== 出題 1 ==
ESL体験記の内容と次の(a)〜(c)が合っているかを判定し、それぞれ「はい」か「いいえ」で答えよ。各答えには、決め手となる箇所を本文から一字一句違えずに引用して添えること。
(a) 筆者は10月終わりにニューヨークへ引っ越した。
(b) 有料ESLの授業は最後までずっと対面だった。
(c) 無料ESLは近所の図書館で開かれている。
== 出題 2 ==
ESL体験記に出てくる、月を表す語句をすべて挙げよ。
== 出題 3 ==
ESL体験記の最後の文に続けて、その先を書いてください。

なぜ私は今ラテンダンスを踊っているのか。
わからない。めちゃくちゃ恥ずかしい。でも踊らないと逆に目立つ。

いきなり意味不明な私の心の声を書いてしまったけれど、夫の帯同でニューヨークにきてから半年経った4月から近所の図書館で開催されているESL(English second language school)に通い始めました。
今日はそのFinal Party。
語学力がどこまで伸びたかはちょっと不明ですが、今回はこのESLで経験した話を書いていきたいと思っています。

無料ESLに通ってみた。

渡米してから無料ESLに行くまで

私は10月終わりに夫の転勤に伴いニューヨークに引っ越してきました。付き合い始めた頃から「将来は海外で働きたいから、ある程度は英語ができるようになってほしい」と言われており、真面目な私はちょっとずつ勉強を開始させていましたが、それにしてもレベルはひどいもの。母の知り合いに頼んで「Hello!」から1年間くらいやり直しをしました。
そしていよいよ決まったニューヨーク転勤。
そして11月頃からまずは有料ESLに通い始めることに。有料ESLは有料の中では安いところを選んだため、いきなり対面からオンライン授業にしますと宣言されたり素晴らしいと言える対応でなかったものの、先生はとても良い人だったため割と自分でも驚くくらい語学力が伸びていきました。

(ポインティング用データセットの行)
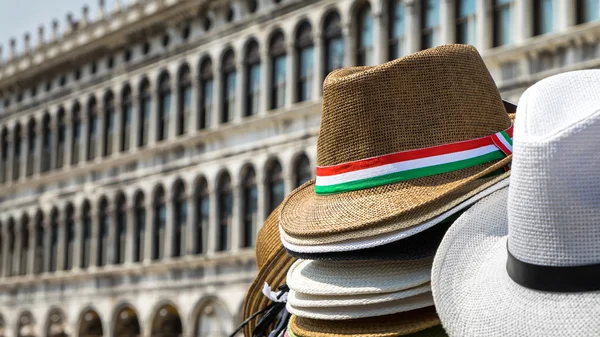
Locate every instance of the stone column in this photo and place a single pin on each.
(24, 152)
(153, 123)
(84, 138)
(101, 131)
(68, 141)
(135, 122)
(130, 247)
(173, 110)
(32, 248)
(265, 80)
(319, 61)
(379, 43)
(217, 98)
(483, 35)
(447, 22)
(291, 75)
(212, 222)
(413, 27)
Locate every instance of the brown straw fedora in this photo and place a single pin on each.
(373, 118)
(273, 263)
(400, 324)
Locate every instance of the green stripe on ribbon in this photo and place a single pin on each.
(408, 174)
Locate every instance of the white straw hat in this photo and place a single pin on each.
(300, 300)
(357, 277)
(526, 262)
(362, 311)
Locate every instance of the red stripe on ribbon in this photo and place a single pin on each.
(398, 157)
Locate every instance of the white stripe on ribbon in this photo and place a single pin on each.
(404, 166)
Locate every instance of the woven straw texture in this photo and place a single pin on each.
(436, 331)
(554, 199)
(362, 311)
(273, 263)
(301, 300)
(437, 96)
(400, 324)
(357, 277)
(475, 297)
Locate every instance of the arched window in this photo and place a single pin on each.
(275, 185)
(225, 211)
(103, 230)
(206, 94)
(10, 267)
(302, 170)
(17, 151)
(279, 70)
(86, 250)
(54, 230)
(229, 84)
(32, 132)
(252, 61)
(145, 110)
(397, 28)
(160, 224)
(70, 237)
(250, 206)
(334, 43)
(46, 144)
(185, 100)
(364, 38)
(121, 230)
(24, 244)
(202, 215)
(38, 262)
(92, 129)
(61, 139)
(126, 118)
(164, 107)
(180, 206)
(305, 71)
(109, 123)
(140, 230)
(76, 136)
(4, 155)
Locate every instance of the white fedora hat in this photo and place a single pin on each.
(526, 261)
(357, 277)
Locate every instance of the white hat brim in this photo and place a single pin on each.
(290, 243)
(300, 300)
(474, 295)
(357, 277)
(362, 311)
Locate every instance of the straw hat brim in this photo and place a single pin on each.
(420, 301)
(273, 273)
(300, 300)
(312, 246)
(381, 210)
(475, 296)
(400, 324)
(436, 331)
(357, 277)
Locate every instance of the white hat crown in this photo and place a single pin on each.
(554, 194)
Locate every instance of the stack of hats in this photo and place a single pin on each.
(403, 149)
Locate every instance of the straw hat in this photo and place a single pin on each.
(383, 132)
(272, 262)
(526, 262)
(400, 324)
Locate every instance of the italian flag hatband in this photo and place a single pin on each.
(412, 164)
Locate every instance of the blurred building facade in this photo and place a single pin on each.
(142, 146)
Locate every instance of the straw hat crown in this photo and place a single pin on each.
(433, 97)
(553, 197)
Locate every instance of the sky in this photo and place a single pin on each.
(20, 16)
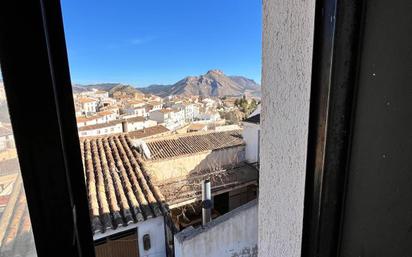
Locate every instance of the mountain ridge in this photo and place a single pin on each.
(214, 83)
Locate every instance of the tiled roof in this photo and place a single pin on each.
(148, 132)
(86, 100)
(182, 189)
(80, 119)
(196, 126)
(119, 191)
(5, 131)
(100, 125)
(192, 143)
(16, 238)
(135, 119)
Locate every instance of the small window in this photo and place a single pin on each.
(146, 242)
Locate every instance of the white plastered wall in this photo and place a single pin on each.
(288, 28)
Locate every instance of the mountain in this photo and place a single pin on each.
(109, 87)
(213, 83)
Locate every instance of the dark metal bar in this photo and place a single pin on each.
(34, 66)
(336, 44)
(206, 202)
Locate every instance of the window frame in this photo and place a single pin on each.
(337, 44)
(38, 88)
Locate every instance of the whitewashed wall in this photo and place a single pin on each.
(251, 136)
(288, 28)
(232, 234)
(155, 228)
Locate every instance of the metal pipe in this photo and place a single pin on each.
(206, 202)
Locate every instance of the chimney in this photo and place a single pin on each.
(125, 126)
(206, 202)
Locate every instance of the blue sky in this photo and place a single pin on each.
(143, 42)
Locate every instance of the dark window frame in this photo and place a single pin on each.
(337, 44)
(37, 83)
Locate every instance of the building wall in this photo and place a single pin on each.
(121, 247)
(155, 228)
(251, 136)
(286, 75)
(232, 234)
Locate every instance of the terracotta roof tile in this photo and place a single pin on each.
(192, 143)
(119, 191)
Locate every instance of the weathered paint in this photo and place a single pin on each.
(233, 234)
(288, 28)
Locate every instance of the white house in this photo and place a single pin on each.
(171, 118)
(137, 111)
(112, 127)
(209, 116)
(251, 135)
(87, 104)
(154, 105)
(133, 124)
(191, 110)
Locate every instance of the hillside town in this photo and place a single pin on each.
(142, 115)
(147, 161)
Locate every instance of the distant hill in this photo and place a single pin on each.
(109, 87)
(213, 83)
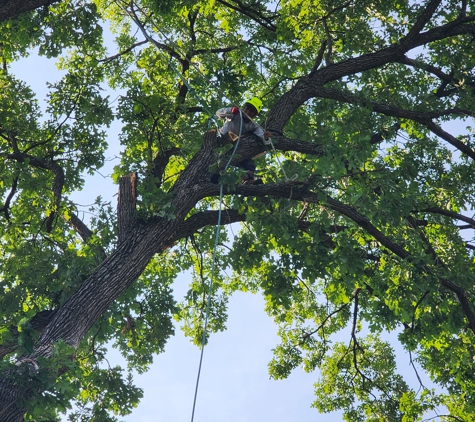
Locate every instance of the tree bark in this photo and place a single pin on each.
(126, 204)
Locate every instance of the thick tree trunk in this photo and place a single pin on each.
(12, 8)
(112, 277)
(126, 204)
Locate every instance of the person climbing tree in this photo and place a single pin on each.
(233, 124)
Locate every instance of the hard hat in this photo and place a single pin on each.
(256, 103)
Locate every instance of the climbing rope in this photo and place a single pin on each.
(218, 226)
(189, 87)
(216, 240)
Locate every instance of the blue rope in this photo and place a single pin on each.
(216, 240)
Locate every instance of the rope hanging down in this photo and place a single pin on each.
(218, 226)
(216, 240)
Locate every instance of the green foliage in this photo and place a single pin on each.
(375, 233)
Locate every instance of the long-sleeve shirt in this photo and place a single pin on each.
(233, 123)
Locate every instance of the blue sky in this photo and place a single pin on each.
(234, 383)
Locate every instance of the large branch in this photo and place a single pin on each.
(305, 87)
(12, 8)
(422, 117)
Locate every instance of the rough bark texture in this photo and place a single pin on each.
(126, 204)
(12, 8)
(140, 241)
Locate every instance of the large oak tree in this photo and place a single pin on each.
(366, 228)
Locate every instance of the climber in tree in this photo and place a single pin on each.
(232, 115)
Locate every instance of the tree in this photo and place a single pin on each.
(370, 234)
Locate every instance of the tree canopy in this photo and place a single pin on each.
(363, 226)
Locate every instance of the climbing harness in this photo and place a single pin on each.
(208, 304)
(257, 105)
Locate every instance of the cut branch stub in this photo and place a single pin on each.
(126, 205)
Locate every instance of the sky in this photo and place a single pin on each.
(234, 384)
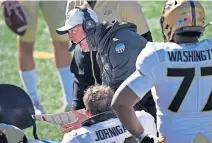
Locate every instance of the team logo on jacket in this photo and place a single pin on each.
(120, 48)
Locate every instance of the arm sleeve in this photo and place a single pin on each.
(139, 84)
(132, 12)
(142, 80)
(121, 62)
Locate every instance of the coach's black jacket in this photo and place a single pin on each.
(106, 37)
(117, 45)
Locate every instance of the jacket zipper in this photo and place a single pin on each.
(92, 66)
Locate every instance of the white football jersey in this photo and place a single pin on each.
(181, 77)
(110, 131)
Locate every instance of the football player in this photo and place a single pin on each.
(54, 13)
(179, 72)
(101, 124)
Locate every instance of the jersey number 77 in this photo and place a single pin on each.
(188, 74)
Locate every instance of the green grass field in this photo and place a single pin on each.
(48, 83)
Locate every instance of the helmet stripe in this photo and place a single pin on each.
(193, 13)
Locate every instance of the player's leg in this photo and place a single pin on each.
(54, 13)
(25, 54)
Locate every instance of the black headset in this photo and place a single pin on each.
(88, 25)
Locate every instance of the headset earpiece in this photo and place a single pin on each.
(88, 24)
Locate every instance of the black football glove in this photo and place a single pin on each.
(147, 139)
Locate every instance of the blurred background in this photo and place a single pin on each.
(47, 80)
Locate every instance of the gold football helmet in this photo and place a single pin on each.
(181, 16)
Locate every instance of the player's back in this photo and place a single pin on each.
(183, 88)
(110, 131)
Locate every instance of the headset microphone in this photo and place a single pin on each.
(73, 46)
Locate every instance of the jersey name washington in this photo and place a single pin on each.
(190, 56)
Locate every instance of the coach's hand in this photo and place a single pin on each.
(14, 16)
(75, 125)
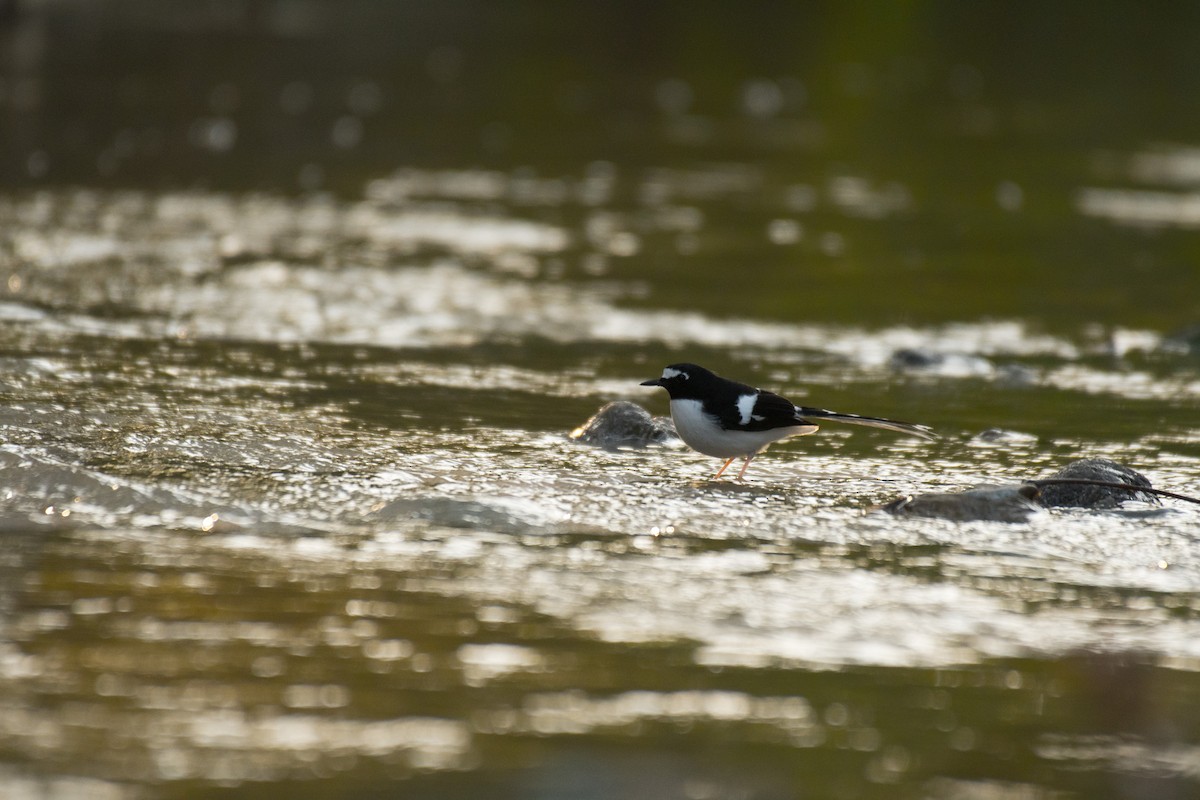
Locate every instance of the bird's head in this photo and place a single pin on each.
(682, 379)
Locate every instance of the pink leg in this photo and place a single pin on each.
(742, 474)
(723, 468)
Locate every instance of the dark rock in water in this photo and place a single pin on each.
(1185, 341)
(451, 512)
(1095, 497)
(913, 359)
(624, 425)
(1013, 503)
(941, 364)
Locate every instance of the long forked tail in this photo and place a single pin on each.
(911, 428)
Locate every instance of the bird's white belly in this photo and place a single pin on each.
(703, 433)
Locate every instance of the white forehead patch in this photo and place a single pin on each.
(745, 407)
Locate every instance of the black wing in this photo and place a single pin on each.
(768, 411)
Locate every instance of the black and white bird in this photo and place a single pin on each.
(725, 419)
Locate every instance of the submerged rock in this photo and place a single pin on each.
(1081, 495)
(1017, 501)
(1183, 341)
(1013, 503)
(624, 425)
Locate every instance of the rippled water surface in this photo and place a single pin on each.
(289, 504)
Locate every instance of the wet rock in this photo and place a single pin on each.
(1095, 497)
(957, 365)
(451, 512)
(1009, 503)
(624, 425)
(1002, 437)
(1183, 341)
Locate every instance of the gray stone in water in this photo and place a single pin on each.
(624, 425)
(1013, 503)
(1185, 341)
(1095, 497)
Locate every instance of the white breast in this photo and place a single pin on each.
(703, 432)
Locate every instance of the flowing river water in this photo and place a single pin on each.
(291, 509)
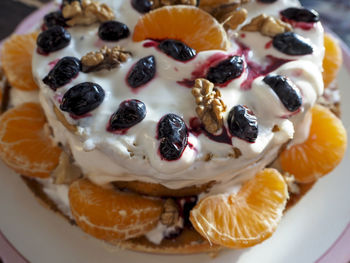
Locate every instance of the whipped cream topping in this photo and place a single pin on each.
(105, 156)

== 演習結果 1 ==
(a) はい。「私は10月終わりに夫の転勤に伴いニューヨークに引っ越してきました」
(b) いいえ。「いきなり対面からオンライン授業にしますと宣言されたり」
(c) はい。「近所の図書館で開催されているESL」

== 演習結果 2 ==
4月、10月終わり、11月頃

== 演習結果 3 ==
(0.5が3に伸びた感覚です。笑)
日本人スタッフもいたし、お客様なわけだし、アメリカンな対応ではあったけれど、それでもそれなりには助けられた。
少し話せるようになった私は調子に乗って、よし、次は無料ESLに行ってみよう。できれば日本人はあまりいないところにしてみよう。お隣の国ってなんだか親近感わくから、中国人とか韓国人とかいるといいな…。なんて都合のいい期待を抱きながら、3月終わり近所の図書館の登録会に行ってみました。

クイーンズライブラリーです!

家から歩いて行けるESLを発見!

クイーンズ区に住んでいるとはいえ、マンハッタンの図書館までは2駅。30分もかからずに着くところに住んでいます。それでも私がクイーンズライブラリーを選択した理由は一言で言って「電車賃」です。
往復で5.5ドル(日本円で800円程度)を週2回かけるのであれば、運動不足だし歩いて40分のところに行った方がいいなと考えたわけです。

ちょっとマンハッタンとは雰囲気が変わります◎

私はこの辺りがそんなに怖いと思ったことはないけれど、ちょっと私達が住んでいる所とは雰囲気は変わります。でも後で詳細は書きますが、私のこのESLで知り合った仲間はこのあたりに住んでいるし、昼間であれば特に問題ある場所だとは思っていません。もちろん、斜め掛けのバックを前にしっかり持ち、必要以上にいい服を着ないなど気を付けるべきところは気を付けていますが。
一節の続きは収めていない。